[Point labels for objects]

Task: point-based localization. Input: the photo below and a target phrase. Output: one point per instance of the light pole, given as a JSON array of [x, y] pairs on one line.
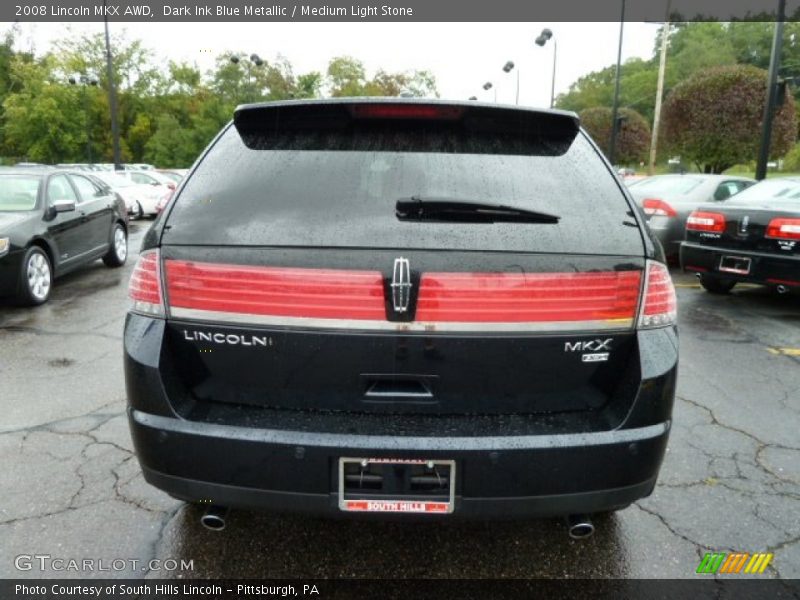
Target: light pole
[[769, 106], [662, 64], [487, 86], [614, 122], [112, 97], [252, 61], [541, 40], [85, 81], [507, 68]]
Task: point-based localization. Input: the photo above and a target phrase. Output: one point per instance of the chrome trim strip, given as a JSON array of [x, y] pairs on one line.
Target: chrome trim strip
[[208, 316], [417, 444]]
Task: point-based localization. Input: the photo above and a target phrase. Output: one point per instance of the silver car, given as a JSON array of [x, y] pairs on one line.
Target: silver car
[[667, 201]]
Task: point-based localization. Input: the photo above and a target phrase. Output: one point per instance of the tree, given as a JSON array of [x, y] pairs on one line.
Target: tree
[[633, 136], [347, 77], [714, 119]]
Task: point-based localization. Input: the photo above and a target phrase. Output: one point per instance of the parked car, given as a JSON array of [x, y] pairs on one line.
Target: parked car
[[667, 201], [152, 177], [141, 199], [411, 306], [176, 175], [754, 238], [51, 222]]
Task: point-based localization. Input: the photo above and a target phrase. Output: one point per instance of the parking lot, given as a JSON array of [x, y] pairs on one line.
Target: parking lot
[[72, 487]]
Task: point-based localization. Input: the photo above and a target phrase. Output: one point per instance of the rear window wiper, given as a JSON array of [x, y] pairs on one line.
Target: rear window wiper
[[422, 208]]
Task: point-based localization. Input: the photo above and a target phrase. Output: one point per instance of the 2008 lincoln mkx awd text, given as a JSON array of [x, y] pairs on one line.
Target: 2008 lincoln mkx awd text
[[402, 306]]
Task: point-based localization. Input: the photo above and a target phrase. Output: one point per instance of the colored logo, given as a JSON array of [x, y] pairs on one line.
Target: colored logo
[[736, 562]]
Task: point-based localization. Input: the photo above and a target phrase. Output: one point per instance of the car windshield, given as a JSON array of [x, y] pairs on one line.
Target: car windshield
[[18, 192], [115, 181], [667, 185], [771, 190]]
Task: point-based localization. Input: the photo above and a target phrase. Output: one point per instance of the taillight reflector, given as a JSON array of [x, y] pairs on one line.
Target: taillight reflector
[[653, 206], [659, 305], [528, 297], [783, 229], [406, 111], [290, 292], [706, 221], [144, 288]]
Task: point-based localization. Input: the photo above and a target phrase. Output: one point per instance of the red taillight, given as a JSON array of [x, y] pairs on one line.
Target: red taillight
[[783, 229], [144, 288], [706, 221], [406, 111], [528, 297], [653, 206], [659, 305], [278, 291]]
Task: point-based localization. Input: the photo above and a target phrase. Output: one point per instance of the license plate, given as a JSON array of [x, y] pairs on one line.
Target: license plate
[[388, 485], [735, 264]]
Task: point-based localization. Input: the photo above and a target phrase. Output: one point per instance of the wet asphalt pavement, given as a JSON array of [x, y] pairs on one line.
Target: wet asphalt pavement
[[71, 488]]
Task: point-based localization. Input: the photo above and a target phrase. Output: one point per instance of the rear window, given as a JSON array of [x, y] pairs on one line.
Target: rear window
[[254, 194], [771, 191], [18, 192]]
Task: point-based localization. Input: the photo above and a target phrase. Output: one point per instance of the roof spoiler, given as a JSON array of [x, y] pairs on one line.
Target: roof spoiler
[[468, 127]]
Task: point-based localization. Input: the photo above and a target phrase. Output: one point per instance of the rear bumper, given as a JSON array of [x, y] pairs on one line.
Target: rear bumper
[[765, 269], [506, 466], [508, 476]]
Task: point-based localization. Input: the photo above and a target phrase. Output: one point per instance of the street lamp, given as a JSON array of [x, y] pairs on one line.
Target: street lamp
[[85, 81], [541, 40], [507, 68], [112, 95], [252, 61], [487, 86], [612, 151]]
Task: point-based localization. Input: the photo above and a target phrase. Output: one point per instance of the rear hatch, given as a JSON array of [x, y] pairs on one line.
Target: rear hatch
[[764, 218], [330, 256]]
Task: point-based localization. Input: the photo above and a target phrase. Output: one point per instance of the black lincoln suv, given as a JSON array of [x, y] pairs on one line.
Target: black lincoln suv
[[402, 306]]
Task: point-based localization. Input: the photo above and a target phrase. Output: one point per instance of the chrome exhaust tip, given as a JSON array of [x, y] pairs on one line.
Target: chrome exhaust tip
[[213, 518], [580, 527]]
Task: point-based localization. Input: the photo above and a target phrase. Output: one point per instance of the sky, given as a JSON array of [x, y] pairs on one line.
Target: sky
[[462, 56]]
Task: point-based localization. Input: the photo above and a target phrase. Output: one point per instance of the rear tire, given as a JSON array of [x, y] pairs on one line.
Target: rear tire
[[118, 252], [715, 285], [36, 277]]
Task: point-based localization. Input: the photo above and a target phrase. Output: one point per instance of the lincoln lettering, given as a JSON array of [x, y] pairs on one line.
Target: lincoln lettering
[[229, 339]]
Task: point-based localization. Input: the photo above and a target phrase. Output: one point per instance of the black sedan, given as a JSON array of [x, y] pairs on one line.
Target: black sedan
[[51, 222], [754, 237], [667, 201]]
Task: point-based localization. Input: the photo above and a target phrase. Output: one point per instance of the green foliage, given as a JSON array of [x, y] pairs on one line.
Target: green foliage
[[633, 136], [693, 49], [791, 162], [347, 78], [714, 119], [167, 113]]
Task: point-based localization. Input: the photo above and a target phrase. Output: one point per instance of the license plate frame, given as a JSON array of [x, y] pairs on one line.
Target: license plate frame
[[401, 504], [739, 265]]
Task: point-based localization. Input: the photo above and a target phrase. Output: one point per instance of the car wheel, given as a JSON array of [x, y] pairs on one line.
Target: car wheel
[[715, 285], [36, 278], [119, 247]]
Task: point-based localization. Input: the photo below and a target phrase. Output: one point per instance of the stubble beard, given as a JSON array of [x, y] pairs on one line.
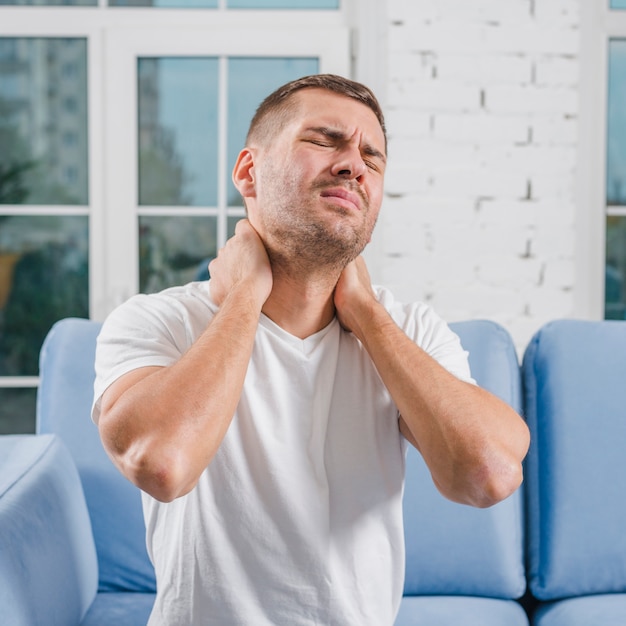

▸ **YOUR TASK**
Lay out the whole listing above as a numbered list, skipping any blank lines and leaving out the pictures.

▸ **COMPLETE RESPONSE**
1. Task: point-based localization. Input: the photo below and a target phrase. Output: one point per instance of the light pole, given as a JSON array of [x, y] pairs on one line.
2. Target: light pole
3. [[769, 106], [662, 64], [487, 86], [614, 122], [112, 97], [252, 61], [541, 40], [85, 81], [507, 68]]
4. Task: point-based localization. Input: the photo above and a target phrase. Output: one point per instance of the chrome trim strip, given as a JSON array of [x, y] pairs on one line.
5. Target: chrome trim strip
6. [[208, 316], [417, 444]]
7. Task: point-based localization. Input: the photo above and a target phrase. Output: one point per instance of the silver car, given as a JSON array of [x, y] pairs on one line.
8. Target: silver car
9. [[667, 201]]
10. Task: point-based localization. Input: the photo above and a target phrase. Output: one point per instance of the tree, given as a JSON array of [x, y] pairs on one line.
11. Target: tree
12. [[633, 136], [347, 77], [714, 119]]
13. Task: point-based localization. Input: the photo above and a target phrase. Output: one point per instance of the parked car, given as a JSON array of [x, y] pairs on one line.
14. Target: parked car
15. [[667, 201], [152, 177], [141, 199], [411, 306], [176, 175], [754, 238], [51, 222]]
16. Task: point-based localization. Input: the photo above and a target phrase. Output: one point per instance of the parking lot, given as a JSON array of [x, y] pairs on one line.
17. Target: parking lot
18. [[72, 487]]
19. Task: point-based localization. Input: the photo above and a target phrase. Output: one point per instance of the rear window wiper, given as a JSON array of [x, y] pairs on one line.
20. Target: rear window wiper
21. [[422, 208]]
22. Task: point-based localization. Input: the photo above and a target phrase. Output: one point per instance of the 2008 lincoln mkx awd text, given as a JSON array of [x, y] pairs on one line.
23. Target: 2008 lincoln mkx awd text
24. [[402, 306]]
25. Task: point-based localization. Input: the photo above and a target phrase. Output: one point per instance of the colored logo, given as a JSON array of [x, y] pairs on one line.
26. Target: colored logo
27. [[736, 562]]
28. Task: point-based localization. Input: the photo above and a target phrase. Output: one point per instance of the car windshield, given as a JSON array of [x, y] pairs on one line.
29. Target: car windshield
30. [[18, 192], [115, 181], [667, 185], [771, 190]]
31. Task: point-based localization. Input: the photo above and a target phrase. Output: one point per instance of the taillight reflector, given as a JSON array of [x, y] pairs on one line.
32. Target: taillight reflector
33. [[653, 206], [659, 305], [528, 297], [783, 229], [406, 111], [290, 292], [706, 221], [144, 288]]
34. Task: point-based localization. Input: the photo above and a target phrase. Output: one point per instance of the red taillight, given as a JSON array of [x, y] pairs on one line.
35. Target: red taillight
36. [[783, 229], [144, 288], [706, 221], [406, 111], [528, 297], [653, 206], [659, 305], [278, 291]]
37. Task: point-based localization. Input: the photo above and a target phrase. Output: one point per instance of the license plate, given as a JSON array of [x, y] pairs on one line.
38. Target: license plate
39. [[388, 485], [735, 264]]
40. Task: point-based localization. Input: the photo above and a target phrase. Output: one point per instance of the wet asphalt pavement, given as a JSON array of [x, y] pairs on one line.
41. Target: wet asphalt pavement
42. [[71, 488]]
43. Task: point-based localization. Input: the photo above and a target phrase. Output: one point per instance of the rear window, given as a JSON array of [x, y] pairs on one line.
44. Target: rear window
45. [[254, 194], [771, 191], [18, 192]]
46. Task: point-based localization. Input: the photo above and a target phrase. Output: one point per instance of the roof spoiler, given as a JSON array of [x, y] pairs on one line.
47. Target: roof spoiler
48. [[468, 127]]
49. Task: point-based localization. Input: the photo above and a target phrase. Output: one point per instance of the rear bumper, given as a JSON array of [x, y] pairs on one line.
50. Target: rear bumper
51. [[765, 269], [506, 466], [508, 476]]
52. Task: point-based localization. Input: the photo above and a target phrase. Output: one point per instance of the street lamp, given as a JSON array of [x, y] pairs on one line.
53. Target: street lamp
54. [[85, 81], [541, 40], [507, 68], [112, 95], [252, 61], [487, 86], [612, 151]]
55. Task: point-based localization. Input: the photo above and a target phrase. Output: one point per instance of the rear hatch, given as a JSON array of [x, y] pairs on one line.
56. Target: rear hatch
57. [[764, 218], [330, 256]]
58. Task: point-based localization. Input: the photo above and a target phrase. Output: one point per instance of the black lincoln suv, given as a JSON array of [x, y] pairs on one line.
59. Target: black lincoln suv
60. [[402, 306]]
61. Task: point-based localization. Input: the photo above and a target phrase. Output: one point per instance of the chrome exhaust tip, given as a JSON array of [x, y] pairs on one line.
62. Target: chrome exhaust tip
63. [[213, 518], [580, 527]]
64. Task: point-based localization. Input: the photo above and a target phrase. Output: one point per instance of the sky, given as a JSON array of [x, y] pairs on one line.
65. Target: sky
66. [[462, 56]]
67. Task: point-based localization. Input: the photo above and a target phrase. Output: one point per instance of the rear tire, given as a JSON array of [x, y] pairs on one line.
68. Target: rear tire
69. [[118, 252], [715, 285], [36, 277]]
70. Task: point-based localization. Input: the photo above and a target phrase. Output: one point per instance of the lincoln lettering, given as a JSON array of [x, y] pairs on one line.
71. Target: lincoln lettering
72. [[229, 339]]
73. Task: point-based localization. Input: the photo above and a target phrase. Output: one point per instance of the black sedan, given as a JSON array of [x, y] pairs on one line.
74. Target: black sedan
75. [[51, 222], [754, 237], [667, 201]]
76. Task: point-based localization. Input: the photo above and a target phrase. Output: one point per instance of the green foliage, given as a JSON array of [x, y] pairs on one line.
77. Target: green foliage
78. [[633, 136], [693, 49], [791, 162], [347, 78], [714, 119], [167, 113]]
79. Task: point-based localization. Input: the photo above and a target phrase. Output: one point per instance of the license plate frame, given as a JSON array of [x, y] pairs on one line.
80. Target: license plate frame
81. [[401, 504], [739, 265]]
82. Task: point-based localization. Input: the photo above and a target phrase. Output: one point per instance of the car wheel, given as a JSON array of [x, y] pairs on one line.
83. Target: car wheel
84. [[715, 285], [36, 278], [119, 247]]
85. Task: point-based localization. Input: the photo below and a target phrase. Output: one point per instance of the stubble beard, given as a JSON array of [x, y] pairs on one line.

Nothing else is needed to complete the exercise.